• **GIVEN DATA**
....................

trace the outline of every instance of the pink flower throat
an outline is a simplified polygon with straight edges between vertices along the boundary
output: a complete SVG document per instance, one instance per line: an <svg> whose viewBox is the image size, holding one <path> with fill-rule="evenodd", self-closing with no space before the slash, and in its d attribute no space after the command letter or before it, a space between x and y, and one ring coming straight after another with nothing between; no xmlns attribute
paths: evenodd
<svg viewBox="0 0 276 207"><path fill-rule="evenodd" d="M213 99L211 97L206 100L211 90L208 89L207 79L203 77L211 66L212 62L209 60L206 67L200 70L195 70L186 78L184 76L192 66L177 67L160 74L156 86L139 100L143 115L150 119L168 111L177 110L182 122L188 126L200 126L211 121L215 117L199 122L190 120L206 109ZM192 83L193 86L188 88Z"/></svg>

....................

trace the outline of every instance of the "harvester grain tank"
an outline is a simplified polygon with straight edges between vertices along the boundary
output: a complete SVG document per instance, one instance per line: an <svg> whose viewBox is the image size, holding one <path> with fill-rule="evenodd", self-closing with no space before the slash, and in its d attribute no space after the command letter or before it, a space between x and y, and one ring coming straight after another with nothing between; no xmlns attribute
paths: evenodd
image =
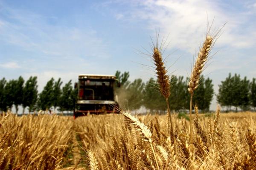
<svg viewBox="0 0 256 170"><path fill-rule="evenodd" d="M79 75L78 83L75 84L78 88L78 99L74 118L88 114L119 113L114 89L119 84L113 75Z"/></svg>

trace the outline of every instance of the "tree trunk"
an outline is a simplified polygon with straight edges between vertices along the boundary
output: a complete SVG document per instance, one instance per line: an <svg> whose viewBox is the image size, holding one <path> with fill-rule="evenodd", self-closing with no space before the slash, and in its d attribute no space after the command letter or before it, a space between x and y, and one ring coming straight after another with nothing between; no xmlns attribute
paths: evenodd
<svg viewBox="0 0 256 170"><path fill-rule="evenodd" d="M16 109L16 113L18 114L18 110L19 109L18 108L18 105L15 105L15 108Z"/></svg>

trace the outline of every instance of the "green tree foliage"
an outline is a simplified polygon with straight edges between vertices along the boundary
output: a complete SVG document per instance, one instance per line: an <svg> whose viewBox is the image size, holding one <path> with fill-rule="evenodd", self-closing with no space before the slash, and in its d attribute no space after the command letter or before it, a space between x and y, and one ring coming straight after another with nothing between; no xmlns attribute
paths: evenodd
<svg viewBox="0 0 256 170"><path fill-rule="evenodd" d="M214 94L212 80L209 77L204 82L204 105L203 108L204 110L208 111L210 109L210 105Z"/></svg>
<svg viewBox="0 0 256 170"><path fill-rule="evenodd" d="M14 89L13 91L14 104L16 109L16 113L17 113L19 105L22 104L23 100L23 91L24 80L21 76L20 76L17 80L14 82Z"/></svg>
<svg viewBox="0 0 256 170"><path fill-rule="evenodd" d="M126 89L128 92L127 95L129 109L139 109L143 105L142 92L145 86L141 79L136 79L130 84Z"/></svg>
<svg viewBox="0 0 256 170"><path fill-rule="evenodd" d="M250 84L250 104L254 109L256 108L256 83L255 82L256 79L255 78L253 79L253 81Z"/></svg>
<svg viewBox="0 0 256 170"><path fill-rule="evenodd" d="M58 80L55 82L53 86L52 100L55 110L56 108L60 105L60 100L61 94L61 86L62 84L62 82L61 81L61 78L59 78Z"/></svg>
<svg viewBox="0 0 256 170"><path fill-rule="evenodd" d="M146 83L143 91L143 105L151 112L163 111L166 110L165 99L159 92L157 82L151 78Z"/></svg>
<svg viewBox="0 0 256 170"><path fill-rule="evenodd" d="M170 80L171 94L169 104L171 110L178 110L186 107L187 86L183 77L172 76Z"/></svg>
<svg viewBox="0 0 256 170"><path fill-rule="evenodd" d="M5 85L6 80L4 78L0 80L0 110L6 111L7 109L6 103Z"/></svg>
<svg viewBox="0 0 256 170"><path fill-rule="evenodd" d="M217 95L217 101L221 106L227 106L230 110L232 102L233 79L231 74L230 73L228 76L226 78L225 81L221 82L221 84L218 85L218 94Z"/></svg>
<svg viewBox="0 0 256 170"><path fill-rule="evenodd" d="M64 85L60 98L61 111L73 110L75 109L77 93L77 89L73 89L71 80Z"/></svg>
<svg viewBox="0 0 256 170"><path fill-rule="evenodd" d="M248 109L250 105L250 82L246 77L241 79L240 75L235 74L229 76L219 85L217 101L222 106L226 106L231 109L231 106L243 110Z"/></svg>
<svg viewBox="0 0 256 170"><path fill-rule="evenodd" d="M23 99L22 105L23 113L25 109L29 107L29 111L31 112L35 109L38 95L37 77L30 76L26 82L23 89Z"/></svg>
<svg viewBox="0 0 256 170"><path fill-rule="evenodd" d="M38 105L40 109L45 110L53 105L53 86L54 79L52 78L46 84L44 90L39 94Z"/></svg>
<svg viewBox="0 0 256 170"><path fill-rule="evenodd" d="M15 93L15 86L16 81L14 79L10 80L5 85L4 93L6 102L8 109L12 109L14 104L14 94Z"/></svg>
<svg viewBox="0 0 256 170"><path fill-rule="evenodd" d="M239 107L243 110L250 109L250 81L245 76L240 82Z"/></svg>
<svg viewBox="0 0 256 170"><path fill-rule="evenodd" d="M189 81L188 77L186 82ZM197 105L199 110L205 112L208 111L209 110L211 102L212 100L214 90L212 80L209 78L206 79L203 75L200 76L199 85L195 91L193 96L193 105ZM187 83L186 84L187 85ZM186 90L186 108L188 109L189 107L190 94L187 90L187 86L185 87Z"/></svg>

....................

• **WRITTEN REQUEST**
Swap "vertices" for "corner points" in the lines starting at the one that contains "trace the outline of every instance of the pink" and ending at the one that contains "99L211 97L206 100L211", and give only those lines with everything else unchanged.

• **TASK SOLUTION**
trace the outline of every instance of the pink flower throat
an outline is a simplified polygon with straight edges between corner points along the boundary
output: a complete SVG document per instance, one instance per line: an <svg> whose viewBox is the image size, holding one <path> with fill-rule="evenodd", self-closing with no space before the slash, and in its d attribute no space after the command letter or before it, a space between x and y, and one ring coming straight after another with nothing between; no xmlns attribute
paths: evenodd
<svg viewBox="0 0 276 207"><path fill-rule="evenodd" d="M213 99L211 97L206 100L211 90L208 89L207 79L203 77L211 66L212 62L209 60L206 67L200 70L195 70L186 78L184 76L192 66L177 67L160 74L156 86L139 100L143 115L150 119L168 111L177 110L182 122L188 126L200 126L211 121L215 117L199 122L190 120L206 109ZM192 83L193 86L188 88Z"/></svg>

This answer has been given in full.